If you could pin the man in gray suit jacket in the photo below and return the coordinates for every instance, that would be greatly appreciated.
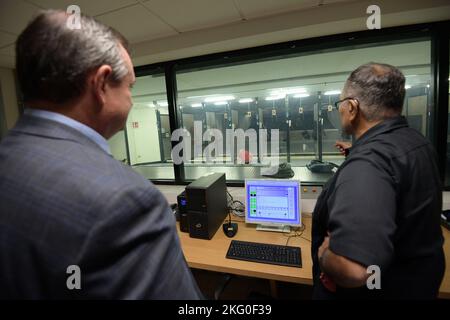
(74, 222)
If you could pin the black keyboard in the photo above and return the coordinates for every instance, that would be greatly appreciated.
(265, 253)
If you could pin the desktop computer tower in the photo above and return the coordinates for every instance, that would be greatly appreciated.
(206, 205)
(182, 210)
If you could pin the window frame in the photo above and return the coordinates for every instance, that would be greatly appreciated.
(437, 33)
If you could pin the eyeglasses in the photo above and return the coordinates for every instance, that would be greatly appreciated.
(337, 103)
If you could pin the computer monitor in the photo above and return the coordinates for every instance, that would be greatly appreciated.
(274, 205)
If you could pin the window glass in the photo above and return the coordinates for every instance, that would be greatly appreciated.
(291, 94)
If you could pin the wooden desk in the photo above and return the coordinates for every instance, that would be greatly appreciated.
(210, 255)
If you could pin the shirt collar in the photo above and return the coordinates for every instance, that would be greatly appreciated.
(382, 127)
(84, 129)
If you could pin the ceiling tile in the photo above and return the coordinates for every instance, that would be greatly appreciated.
(137, 24)
(88, 7)
(6, 38)
(194, 14)
(9, 50)
(260, 8)
(15, 15)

Cosa si chiede —
Nel listato, cambia ogni "pin" in "mark" e riporta l'intero listato senza altre modifiche, omettendo per favore le immagini.

Risposta attesa —
If you could mark the man in gray suit jacket in the photo below and return the coordinates for every instance, that would be greatly appreciated.
(74, 222)
If you could mark the black keyboard in the photo above and return the coordinates for every instance, that would be greatly appreciated.
(265, 253)
If you could mark the desktop computer tower in the photo above and return the coordinates for every instance, that would be greatly appreciated.
(206, 205)
(182, 210)
If you could mark the window frame in the photo above and return the coordinates for every instance, that would be greatly appreciated.
(437, 33)
If you could mark the eyeglasses in the photo above and return the coordinates for every instance, that would be greatly appreciated.
(337, 103)
If you could mark the computer monitor in the photo above and return the coordinates for every instance, that would be greatly appreciated.
(274, 205)
If you could mark the window glass in the photo above and return the coordinates for every instance, that would be greatly appreciated.
(291, 94)
If you could mark the wooden desk in the photo above and return the coordinates for every instance, that would be greatly appreciated.
(210, 255)
If you could mark the shirt collar in the photo above and return the coordinates for every instance, that would be greatly appreciated.
(382, 127)
(84, 129)
If you could mark the ceiling tile in the photo above and return the coordinates for every instance, that would be greatly appreciated.
(137, 24)
(88, 7)
(6, 38)
(194, 14)
(9, 50)
(260, 8)
(15, 15)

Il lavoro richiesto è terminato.